Images for object localization

=== Section Start ===

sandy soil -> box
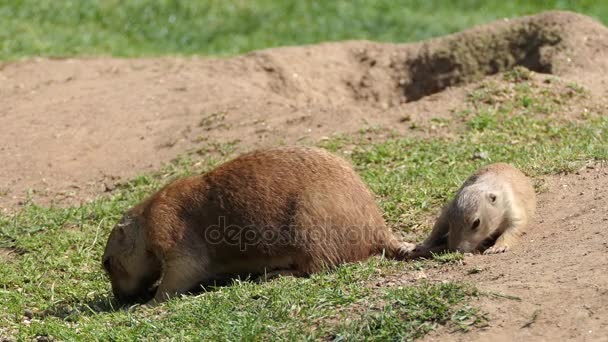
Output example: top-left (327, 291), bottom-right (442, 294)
top-left (0, 10), bottom-right (607, 340)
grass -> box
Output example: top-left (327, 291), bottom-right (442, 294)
top-left (1, 68), bottom-right (606, 339)
top-left (1, 1), bottom-right (608, 60)
top-left (335, 283), bottom-right (482, 340)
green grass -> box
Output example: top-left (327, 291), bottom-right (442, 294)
top-left (1, 69), bottom-right (606, 339)
top-left (1, 0), bottom-right (608, 60)
top-left (335, 282), bottom-right (482, 340)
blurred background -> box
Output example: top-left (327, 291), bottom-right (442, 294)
top-left (0, 0), bottom-right (604, 60)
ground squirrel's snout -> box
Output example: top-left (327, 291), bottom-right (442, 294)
top-left (114, 285), bottom-right (157, 305)
top-left (453, 241), bottom-right (475, 253)
top-left (111, 272), bottom-right (159, 305)
top-left (450, 220), bottom-right (483, 252)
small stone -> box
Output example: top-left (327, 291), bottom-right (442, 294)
top-left (103, 182), bottom-right (115, 192)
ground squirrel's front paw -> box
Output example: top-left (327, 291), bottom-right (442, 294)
top-left (408, 244), bottom-right (433, 258)
top-left (483, 245), bottom-right (510, 254)
top-left (393, 242), bottom-right (417, 259)
top-left (399, 242), bottom-right (417, 254)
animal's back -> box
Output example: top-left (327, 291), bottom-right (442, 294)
top-left (105, 146), bottom-right (413, 304)
top-left (158, 147), bottom-right (394, 274)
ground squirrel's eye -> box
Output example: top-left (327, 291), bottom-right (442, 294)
top-left (471, 218), bottom-right (480, 230)
top-left (489, 193), bottom-right (497, 202)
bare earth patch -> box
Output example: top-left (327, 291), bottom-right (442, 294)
top-left (1, 11), bottom-right (608, 209)
top-left (0, 10), bottom-right (607, 340)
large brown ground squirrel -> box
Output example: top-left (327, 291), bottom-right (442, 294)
top-left (412, 163), bottom-right (536, 257)
top-left (102, 147), bottom-right (413, 304)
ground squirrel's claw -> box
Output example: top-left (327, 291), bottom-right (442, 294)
top-left (401, 242), bottom-right (417, 253)
top-left (484, 245), bottom-right (509, 254)
top-left (394, 242), bottom-right (417, 259)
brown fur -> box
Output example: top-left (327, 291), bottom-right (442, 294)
top-left (102, 147), bottom-right (413, 304)
top-left (410, 163), bottom-right (536, 258)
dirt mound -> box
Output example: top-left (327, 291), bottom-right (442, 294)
top-left (0, 10), bottom-right (607, 209)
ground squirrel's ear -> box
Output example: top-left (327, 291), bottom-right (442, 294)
top-left (488, 193), bottom-right (497, 203)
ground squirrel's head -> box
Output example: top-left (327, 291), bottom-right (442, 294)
top-left (102, 212), bottom-right (161, 304)
top-left (447, 187), bottom-right (503, 253)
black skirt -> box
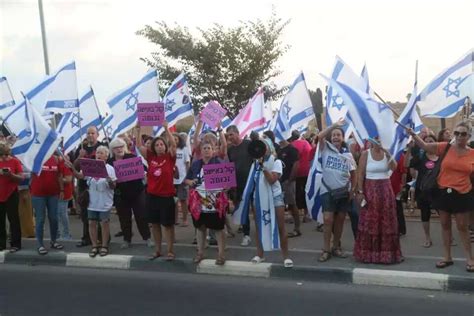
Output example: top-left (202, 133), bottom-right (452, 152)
top-left (432, 188), bottom-right (474, 213)
top-left (192, 212), bottom-right (225, 230)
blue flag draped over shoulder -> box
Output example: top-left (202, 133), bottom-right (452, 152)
top-left (305, 145), bottom-right (324, 223)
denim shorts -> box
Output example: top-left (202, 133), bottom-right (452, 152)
top-left (273, 194), bottom-right (285, 208)
top-left (88, 210), bottom-right (111, 222)
top-left (321, 192), bottom-right (350, 213)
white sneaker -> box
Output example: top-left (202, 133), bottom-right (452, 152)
top-left (146, 239), bottom-right (155, 248)
top-left (120, 241), bottom-right (130, 249)
top-left (240, 235), bottom-right (251, 246)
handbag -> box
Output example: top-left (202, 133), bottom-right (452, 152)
top-left (322, 178), bottom-right (350, 201)
top-left (419, 144), bottom-right (451, 199)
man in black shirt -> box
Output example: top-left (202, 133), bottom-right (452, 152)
top-left (227, 125), bottom-right (254, 246)
top-left (278, 138), bottom-right (301, 237)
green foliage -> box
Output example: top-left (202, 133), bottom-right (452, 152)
top-left (136, 11), bottom-right (290, 117)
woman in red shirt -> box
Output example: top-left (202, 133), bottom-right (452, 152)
top-left (139, 121), bottom-right (177, 261)
top-left (0, 143), bottom-right (24, 252)
top-left (30, 154), bottom-right (65, 255)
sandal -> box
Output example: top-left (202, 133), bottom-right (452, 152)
top-left (318, 250), bottom-right (331, 262)
top-left (89, 247), bottom-right (99, 258)
top-left (193, 254), bottom-right (205, 264)
top-left (50, 241), bottom-right (64, 250)
top-left (287, 230), bottom-right (302, 238)
top-left (422, 240), bottom-right (433, 248)
top-left (99, 247), bottom-right (109, 257)
top-left (165, 252), bottom-right (175, 261)
top-left (215, 257), bottom-right (226, 265)
top-left (251, 256), bottom-right (265, 264)
top-left (435, 260), bottom-right (454, 269)
top-left (283, 258), bottom-right (294, 268)
top-left (149, 251), bottom-right (161, 261)
top-left (466, 264), bottom-right (474, 273)
top-left (37, 246), bottom-right (48, 255)
top-left (332, 247), bottom-right (348, 258)
top-left (9, 247), bottom-right (20, 253)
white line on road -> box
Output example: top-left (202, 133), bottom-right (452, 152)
top-left (352, 268), bottom-right (449, 291)
top-left (66, 253), bottom-right (133, 269)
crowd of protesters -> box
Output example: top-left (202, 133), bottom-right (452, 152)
top-left (0, 116), bottom-right (474, 272)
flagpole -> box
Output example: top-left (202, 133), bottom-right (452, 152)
top-left (90, 86), bottom-right (110, 141)
top-left (77, 98), bottom-right (84, 150)
top-left (38, 0), bottom-right (50, 75)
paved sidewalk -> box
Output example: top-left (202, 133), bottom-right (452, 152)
top-left (2, 211), bottom-right (473, 293)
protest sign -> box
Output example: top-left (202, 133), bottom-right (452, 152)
top-left (79, 158), bottom-right (108, 178)
top-left (203, 162), bottom-right (236, 190)
top-left (113, 157), bottom-right (145, 183)
top-left (137, 102), bottom-right (164, 126)
top-left (200, 101), bottom-right (227, 129)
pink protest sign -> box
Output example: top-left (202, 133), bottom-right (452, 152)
top-left (79, 158), bottom-right (108, 178)
top-left (203, 162), bottom-right (236, 190)
top-left (137, 102), bottom-right (165, 126)
top-left (113, 157), bottom-right (145, 183)
top-left (200, 101), bottom-right (227, 129)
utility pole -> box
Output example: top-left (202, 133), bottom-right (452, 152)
top-left (38, 0), bottom-right (50, 75)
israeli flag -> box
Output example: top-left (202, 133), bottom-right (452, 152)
top-left (273, 72), bottom-right (314, 142)
top-left (0, 77), bottom-right (16, 119)
top-left (101, 111), bottom-right (118, 141)
top-left (417, 49), bottom-right (474, 118)
top-left (322, 75), bottom-right (396, 148)
top-left (305, 145), bottom-right (323, 223)
top-left (325, 57), bottom-right (366, 144)
top-left (57, 87), bottom-right (103, 154)
top-left (390, 68), bottom-right (424, 160)
top-left (107, 70), bottom-right (159, 138)
top-left (25, 61), bottom-right (79, 114)
top-left (6, 97), bottom-right (61, 174)
top-left (153, 73), bottom-right (194, 135)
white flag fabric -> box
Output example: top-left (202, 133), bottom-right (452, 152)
top-left (0, 77), bottom-right (16, 119)
top-left (107, 70), bottom-right (159, 138)
top-left (322, 75), bottom-right (396, 148)
top-left (229, 88), bottom-right (266, 138)
top-left (273, 73), bottom-right (314, 142)
top-left (6, 97), bottom-right (61, 174)
top-left (57, 87), bottom-right (103, 154)
top-left (153, 73), bottom-right (194, 135)
top-left (417, 49), bottom-right (474, 118)
top-left (390, 84), bottom-right (424, 160)
top-left (25, 61), bottom-right (79, 114)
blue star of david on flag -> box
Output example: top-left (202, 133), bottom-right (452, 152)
top-left (165, 98), bottom-right (175, 112)
top-left (378, 103), bottom-right (389, 113)
top-left (262, 209), bottom-right (271, 225)
top-left (125, 92), bottom-right (139, 111)
top-left (282, 101), bottom-right (291, 120)
top-left (69, 112), bottom-right (83, 129)
top-left (105, 126), bottom-right (113, 137)
top-left (331, 94), bottom-right (345, 111)
top-left (443, 77), bottom-right (462, 98)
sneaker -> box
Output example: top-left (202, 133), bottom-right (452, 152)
top-left (146, 239), bottom-right (155, 248)
top-left (240, 235), bottom-right (251, 246)
top-left (120, 241), bottom-right (131, 249)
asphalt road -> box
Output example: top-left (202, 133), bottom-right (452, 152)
top-left (0, 265), bottom-right (473, 316)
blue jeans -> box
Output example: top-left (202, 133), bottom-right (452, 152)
top-left (32, 196), bottom-right (59, 247)
top-left (57, 199), bottom-right (72, 239)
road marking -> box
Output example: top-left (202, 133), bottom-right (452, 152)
top-left (66, 253), bottom-right (132, 269)
top-left (353, 268), bottom-right (449, 291)
top-left (197, 259), bottom-right (271, 278)
top-left (0, 251), bottom-right (5, 263)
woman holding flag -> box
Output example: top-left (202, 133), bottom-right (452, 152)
top-left (317, 119), bottom-right (357, 262)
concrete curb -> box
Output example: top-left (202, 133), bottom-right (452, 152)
top-left (1, 250), bottom-right (473, 293)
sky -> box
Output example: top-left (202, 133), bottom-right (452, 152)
top-left (1, 0), bottom-right (473, 114)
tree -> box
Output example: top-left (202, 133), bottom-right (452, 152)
top-left (136, 11), bottom-right (290, 117)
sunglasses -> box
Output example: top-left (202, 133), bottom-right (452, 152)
top-left (453, 131), bottom-right (469, 137)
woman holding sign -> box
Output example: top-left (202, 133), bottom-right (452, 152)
top-left (184, 141), bottom-right (229, 265)
top-left (67, 146), bottom-right (117, 257)
top-left (109, 138), bottom-right (152, 249)
top-left (138, 121), bottom-right (177, 261)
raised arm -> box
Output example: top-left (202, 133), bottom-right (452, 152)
top-left (217, 122), bottom-right (227, 158)
top-left (406, 128), bottom-right (438, 155)
top-left (318, 118), bottom-right (345, 149)
top-left (163, 121), bottom-right (177, 157)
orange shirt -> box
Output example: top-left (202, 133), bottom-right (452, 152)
top-left (437, 142), bottom-right (474, 193)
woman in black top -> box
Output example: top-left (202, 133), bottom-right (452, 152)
top-left (109, 138), bottom-right (152, 248)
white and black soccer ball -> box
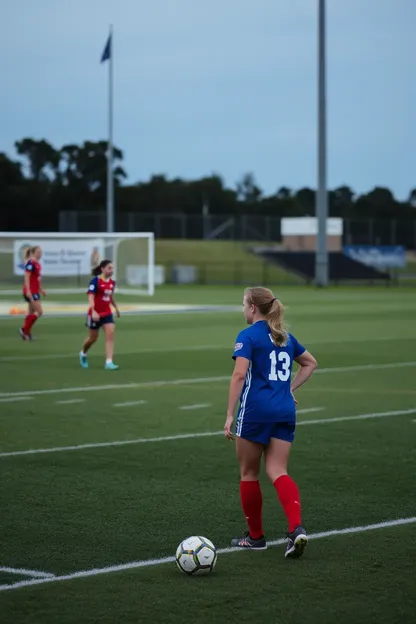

=== Section End ===

● Work to complete
In the lines above, find each one with "blue" and list it.

● Expected output
blue flag draped over shoulder -> box
blue star of david on flag -> box
blue jeans -> box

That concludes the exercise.